**TRECHO DA FONTE**
________________________

Título: Stédile reacende debate sobre reforma agrária
Autor: Franco, Bernardo Mello
Fonte: O Globo, 17/06/2007, O País, p. 18

Crítico do MST diz que causa foi superada pela modernização do campo; professor da UFRRJ pede mais investimento.

BRASÍLIA.Ao admitir na última semana que o modelo de assentamento defendido pelo MST há duas décadas está esgotado, o principal ideólogo do movimento, João Pedro Stédile, jogou lenha na fogueira do debate sobre a viabilidade da reforma agrária no país. O desabafo marca uma mudança no discurso dos sem-terra, que conquistaram espaço à frente de grandes ocupações e protestos pela distribuição de terras improdutivas. Stédile conseguiu surpreender, ao mesmo tempo, dois grupos antagônicos: os antigos desafetos do MST, que julgam suas bandeiras sepultadas pela História; e os responsáveis pela política fundiária do governo, que celebram o recorde de assentamentos no primeiro mandato do presidente Luiz Inácio Lula da Silva.

- A reforma agrária era uma causa justa nos anos 60, quando se plantava com enxada, mas foi superada pela modernização do campo. Fui chamado de herege quando afirmei isso pela primeira vez, há mais de 15 anos - diz o engenheiro agrônomo Xico Graziano, um dos mais célebres críticos do MST.

________________________

**EXTRATO DE DADOS**
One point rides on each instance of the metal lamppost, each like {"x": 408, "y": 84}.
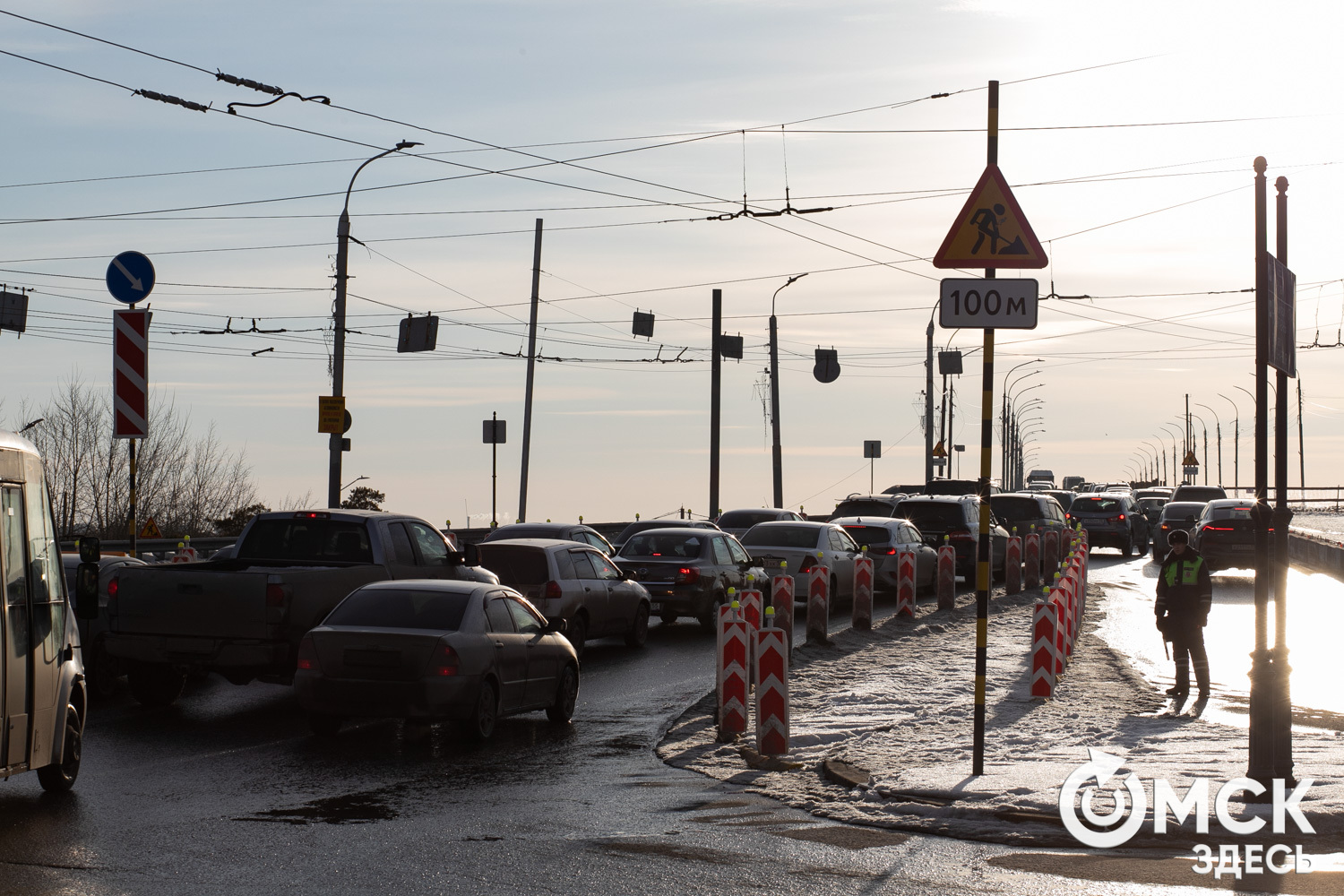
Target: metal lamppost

________________________

**TAREFA DO EXERCÍCIO**
Responda a estas perguntas sobre o texto sobre a reforma agrária:
1. Em que jornal e em que data o texto foi publicado?
2. Há quanto tempo o MST defende o modelo de assentamento que Stédile admitiu estar esgotado?
3. Segundo Xico Graziano, em que época a reforma agrária era uma causa justa?
A listagem não é necessária para esta tarefa.

**EXERCÍCIO RESOLVIDO**
1. No jornal O Globo, em 17/06/2007.
2. Há duas décadas.
3. Nos anos 60, quando se plantava com enxada.